→ **Text extract**
=-=-=
Rules changes in NASCAR are tricky. There’s really no way to test them before implementing them. You’re relying on the judgement and experience of the NASCAR team, with input from race teams, drivers, Goodyear and tracks.
How to Test Rules Packages?
Robert Gauthier (@yetticrg) tweeted a question to me (You can, too: @drdiandra). I answered it on twitter, then had that immediate panic of ‘Wait! Does the data really support my instinct?’
Spoiler: It does.
So here’s Robert’s question
It has been advocated to run all star package at a track one race and then the current package at the same track next year. Are tracks that consistent to make it a valid one to one comparison?
The idea is that you could use the All-Star race to test a rules package for that particular track. It’s a nice idea because out of necessity, you’d have to move the All-Star race around each year. The issue with that idea is that this would be a years-long experiment. And if there’s one thing people want from NASCAR, it’s speed.
But the question of consistency is relevant in another context as well: NASCAR runs 36 points races at 24 tracks, which means that we visit 12 tracks twice a year.
|Bristol||April 16||August 18|
|Daytona||February 18||July 7|
|Dover||May 6||October 7|
|Texas Motor Speedway||April 8||November 4|
|Kansas||May 12||October 21|
|Las Vegas||March 3||September 16|
|Martinsville||March 26||October 28|
|Michigan||June 10||July 12|
|Phoenix||March 11||November 11|
|Pocono||June 3||July 29|
|Richmond||April 21||September 22|
|Talladega||April 29||October 14|
Nota Bene: I was surprised. We only visit three mile-and-a-half tracks twice. With Fall Charlotte going Roval, there are only ten mile-and-a-half tracks on the schedule.
So let’s look at the question: Can you test one rules package at one race and then compare it to another package at the second race of that year? Or even the next year?
The scientific method you learned in school, which is illustrated at the top of the blog, is wrong. It’s more like this:
The one thing you probably remember, thought, is that you had to pick one variable and then hold everything else constant. You’d plant beans and put one pot in the closet, one in the brightest window, one in the guest room where the shades are always down… and then you’d compare the effect of light on the plant growth.
=-=-=
→ **Directive 1**
State how many lines of the records contain the string "gray", treating uppercase and lowercase as different. Give only the number.
The NASCAR article and the records have no connection to each other.

(Dataset rows showing where objects appear)
=-=-=
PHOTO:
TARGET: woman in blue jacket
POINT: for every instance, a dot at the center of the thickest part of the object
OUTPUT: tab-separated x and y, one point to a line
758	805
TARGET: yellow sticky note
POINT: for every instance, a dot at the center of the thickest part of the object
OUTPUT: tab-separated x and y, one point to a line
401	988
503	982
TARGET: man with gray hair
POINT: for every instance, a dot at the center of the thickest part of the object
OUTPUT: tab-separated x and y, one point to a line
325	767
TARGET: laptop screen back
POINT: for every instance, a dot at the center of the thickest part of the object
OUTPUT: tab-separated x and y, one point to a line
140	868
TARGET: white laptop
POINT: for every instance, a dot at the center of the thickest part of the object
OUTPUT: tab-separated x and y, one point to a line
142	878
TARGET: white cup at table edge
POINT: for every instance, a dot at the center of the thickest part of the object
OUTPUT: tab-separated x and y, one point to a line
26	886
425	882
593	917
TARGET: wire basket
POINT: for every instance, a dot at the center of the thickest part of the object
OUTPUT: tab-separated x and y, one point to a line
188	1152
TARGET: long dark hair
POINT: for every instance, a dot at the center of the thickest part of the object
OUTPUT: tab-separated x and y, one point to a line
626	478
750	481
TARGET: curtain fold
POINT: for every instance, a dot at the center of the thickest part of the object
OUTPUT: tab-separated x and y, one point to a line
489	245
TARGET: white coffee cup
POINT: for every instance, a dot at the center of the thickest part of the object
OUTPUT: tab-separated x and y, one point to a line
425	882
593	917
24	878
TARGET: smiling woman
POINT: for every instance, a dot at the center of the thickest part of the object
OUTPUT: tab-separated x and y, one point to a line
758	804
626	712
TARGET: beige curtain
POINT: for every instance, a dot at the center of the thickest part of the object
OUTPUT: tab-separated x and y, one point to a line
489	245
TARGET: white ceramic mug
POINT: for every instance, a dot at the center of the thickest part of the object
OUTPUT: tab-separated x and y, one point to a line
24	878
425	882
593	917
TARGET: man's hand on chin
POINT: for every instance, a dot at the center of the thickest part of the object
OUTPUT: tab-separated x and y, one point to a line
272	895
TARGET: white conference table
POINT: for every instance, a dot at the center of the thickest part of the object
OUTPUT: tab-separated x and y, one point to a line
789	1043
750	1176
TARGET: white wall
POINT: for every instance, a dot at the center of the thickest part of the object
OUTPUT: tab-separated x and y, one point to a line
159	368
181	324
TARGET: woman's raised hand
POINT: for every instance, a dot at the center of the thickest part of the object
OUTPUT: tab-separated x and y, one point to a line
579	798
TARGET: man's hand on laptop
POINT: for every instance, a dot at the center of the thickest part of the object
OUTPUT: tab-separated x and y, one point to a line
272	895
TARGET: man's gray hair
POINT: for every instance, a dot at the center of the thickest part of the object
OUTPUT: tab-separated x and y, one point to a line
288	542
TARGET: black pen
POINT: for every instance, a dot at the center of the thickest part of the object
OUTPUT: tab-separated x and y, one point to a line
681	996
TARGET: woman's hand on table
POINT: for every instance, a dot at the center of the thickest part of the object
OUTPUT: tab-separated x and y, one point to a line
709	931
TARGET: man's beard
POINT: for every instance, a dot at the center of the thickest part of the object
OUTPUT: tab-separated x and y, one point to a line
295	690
=-=-=
→ **Directive 2**
Reproduce the NASCAR article in full, word for word.

→ **Correct output 1**
2

→ **Correct output 2**
Rules changes in NASCAR are tricky. There’s really no way to test them before implementing them. You’re relying on the judgement and experience of the NASCAR team, with input from race teams, drivers, Goodyear and tracks.
How to Test Rules Packages?
Robert Gauthier (@yetticrg) tweeted a question to me (You can, too: @drdiandra). I answered it on twitter, then had that immediate panic of ‘Wait! Does the data really support my instinct?’
Spoiler: It does.
So here’s Robert’s question
It has been advocated to run all star package at a track one race and then the current package at the same track next year. Are tracks that consistent to make it a valid one to one comparison?
The idea is that you could use the All-Star race to test a rules package for that particular track. It’s a nice idea because out of necessity, you’d have to move the All-Star race around each year. The issue with that idea is that this would be a years-long experiment. And if there’s one thing people want from NASCAR, it’s speed.
But the question of consistency is relevant in another context as well: NASCAR runs 36 points races at 24 tracks, which means that we visit 12 tracks twice a year.
|Bristol||April 16||August 18|
|Daytona||February 18||July 7|
|Dover||May 6||October 7|
|Texas Motor Speedway||April 8||November 4|
|Kansas||May 12||October 21|
|Las Vegas||March 3||September 16|
|Martinsville||March 26||October 28|
|Michigan||June 10||July 12|
|Phoenix||March 11||November 11|
|Pocono||June 3||July 29|
|Richmond||April 21||September 22|
|Talladega||April 29||October 14|
Nota Bene: I was surprised. We only visit three mile-and-a-half tracks twice. With Fall Charlotte going Roval, there are only ten mile-and-a-half tracks on the schedule.
So let’s look at the question: Can you test one rules package at one race and then compare it to another package at the second race of that year? Or even the next year?
The scientific method you learned in school, which is illustrated at the top of the blog, is wrong. It’s more like this:
The one thing you probably remember, thought, is that you had to pick one variable and then hold everything else constant. You’d plant beans and put one pot in the closet, one in the brightest window, one in the guest room where the shades are always down… and then you’d compare the effect of light on the plant growth.